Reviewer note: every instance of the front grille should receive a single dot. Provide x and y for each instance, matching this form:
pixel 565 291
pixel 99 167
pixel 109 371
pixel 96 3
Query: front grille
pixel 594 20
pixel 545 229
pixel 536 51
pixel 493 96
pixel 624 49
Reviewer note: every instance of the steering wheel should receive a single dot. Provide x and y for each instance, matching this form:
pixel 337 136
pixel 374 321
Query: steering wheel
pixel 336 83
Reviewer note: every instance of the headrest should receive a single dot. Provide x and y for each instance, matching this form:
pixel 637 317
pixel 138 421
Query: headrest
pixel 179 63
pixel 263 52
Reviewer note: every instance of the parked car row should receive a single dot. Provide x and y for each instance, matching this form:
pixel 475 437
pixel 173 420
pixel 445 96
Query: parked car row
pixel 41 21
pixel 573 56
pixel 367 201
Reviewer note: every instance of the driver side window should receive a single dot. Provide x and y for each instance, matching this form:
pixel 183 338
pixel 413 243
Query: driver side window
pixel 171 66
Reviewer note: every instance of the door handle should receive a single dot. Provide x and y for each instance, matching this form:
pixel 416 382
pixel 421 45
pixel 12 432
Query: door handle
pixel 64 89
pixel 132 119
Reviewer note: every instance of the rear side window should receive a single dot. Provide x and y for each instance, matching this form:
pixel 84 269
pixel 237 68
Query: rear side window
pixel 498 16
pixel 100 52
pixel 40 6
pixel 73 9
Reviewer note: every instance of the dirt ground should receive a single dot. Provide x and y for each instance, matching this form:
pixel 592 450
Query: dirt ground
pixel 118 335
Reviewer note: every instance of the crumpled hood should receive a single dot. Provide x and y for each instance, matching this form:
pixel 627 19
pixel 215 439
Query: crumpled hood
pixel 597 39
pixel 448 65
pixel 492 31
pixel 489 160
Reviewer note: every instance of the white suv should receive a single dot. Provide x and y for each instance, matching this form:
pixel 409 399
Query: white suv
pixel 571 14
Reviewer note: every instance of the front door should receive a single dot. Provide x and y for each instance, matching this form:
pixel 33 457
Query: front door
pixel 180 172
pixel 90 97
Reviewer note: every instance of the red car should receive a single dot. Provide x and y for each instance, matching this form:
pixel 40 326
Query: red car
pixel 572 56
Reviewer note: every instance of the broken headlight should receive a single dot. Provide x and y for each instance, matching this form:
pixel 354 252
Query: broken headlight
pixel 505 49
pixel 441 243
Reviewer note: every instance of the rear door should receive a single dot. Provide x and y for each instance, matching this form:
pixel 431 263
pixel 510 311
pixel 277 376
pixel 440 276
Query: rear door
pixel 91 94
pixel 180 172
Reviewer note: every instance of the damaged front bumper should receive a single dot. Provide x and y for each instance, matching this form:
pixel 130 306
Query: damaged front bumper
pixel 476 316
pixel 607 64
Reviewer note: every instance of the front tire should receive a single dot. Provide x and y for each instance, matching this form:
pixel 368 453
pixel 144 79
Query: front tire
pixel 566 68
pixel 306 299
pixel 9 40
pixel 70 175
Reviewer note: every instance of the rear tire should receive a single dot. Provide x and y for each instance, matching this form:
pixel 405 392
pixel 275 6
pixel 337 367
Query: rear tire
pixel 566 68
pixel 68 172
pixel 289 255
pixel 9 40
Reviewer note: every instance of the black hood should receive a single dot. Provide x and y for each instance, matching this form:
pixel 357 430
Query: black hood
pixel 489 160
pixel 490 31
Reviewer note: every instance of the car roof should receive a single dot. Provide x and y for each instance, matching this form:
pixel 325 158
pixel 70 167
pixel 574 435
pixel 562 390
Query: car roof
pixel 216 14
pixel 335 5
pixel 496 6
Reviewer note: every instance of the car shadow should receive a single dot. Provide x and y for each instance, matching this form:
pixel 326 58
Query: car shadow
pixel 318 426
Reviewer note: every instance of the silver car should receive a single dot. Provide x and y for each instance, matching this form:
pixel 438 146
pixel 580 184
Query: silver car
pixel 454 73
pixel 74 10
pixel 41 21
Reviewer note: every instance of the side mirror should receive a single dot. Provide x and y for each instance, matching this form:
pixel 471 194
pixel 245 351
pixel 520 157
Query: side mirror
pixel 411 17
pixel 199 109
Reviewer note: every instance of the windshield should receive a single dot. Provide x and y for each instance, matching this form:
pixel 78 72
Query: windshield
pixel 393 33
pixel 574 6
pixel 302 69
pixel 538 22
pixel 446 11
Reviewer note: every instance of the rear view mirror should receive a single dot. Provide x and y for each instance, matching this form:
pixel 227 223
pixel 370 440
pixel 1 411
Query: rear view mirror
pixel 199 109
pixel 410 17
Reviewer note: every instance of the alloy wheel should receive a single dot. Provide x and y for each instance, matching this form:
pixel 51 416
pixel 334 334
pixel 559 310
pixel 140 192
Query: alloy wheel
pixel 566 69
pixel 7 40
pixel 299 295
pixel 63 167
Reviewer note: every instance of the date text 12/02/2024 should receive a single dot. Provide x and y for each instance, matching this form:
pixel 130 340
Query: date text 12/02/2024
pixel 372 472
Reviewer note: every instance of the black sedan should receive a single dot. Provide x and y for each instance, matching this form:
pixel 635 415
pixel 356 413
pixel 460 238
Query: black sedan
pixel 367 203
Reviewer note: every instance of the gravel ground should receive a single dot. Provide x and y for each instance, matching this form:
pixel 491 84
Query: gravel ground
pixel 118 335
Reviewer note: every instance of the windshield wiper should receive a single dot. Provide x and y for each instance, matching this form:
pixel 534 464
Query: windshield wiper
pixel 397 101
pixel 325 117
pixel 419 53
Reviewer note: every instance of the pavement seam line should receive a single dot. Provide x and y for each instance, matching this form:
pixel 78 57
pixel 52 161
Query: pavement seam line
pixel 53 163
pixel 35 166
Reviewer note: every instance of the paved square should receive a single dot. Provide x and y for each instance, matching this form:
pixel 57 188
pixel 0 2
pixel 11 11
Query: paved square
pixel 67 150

(WRITTEN TASK) Copy the lines of the material above word for word, from the line containing "Reviewer note: every instance of the pavement" through the last line of the material, including both.

(THE REPLY)
Reviewer note: every instance of the pavement seam line should receive a single dot. Provide x and y for each instance, matching this form:
pixel 78 57
pixel 52 161
Query: pavement seam line
pixel 53 163
pixel 35 166
Reviewer note: every instance of the paved square should receive a single dot. Provide x and y for each instance, matching this form:
pixel 57 188
pixel 0 2
pixel 11 11
Query: paved square
pixel 67 150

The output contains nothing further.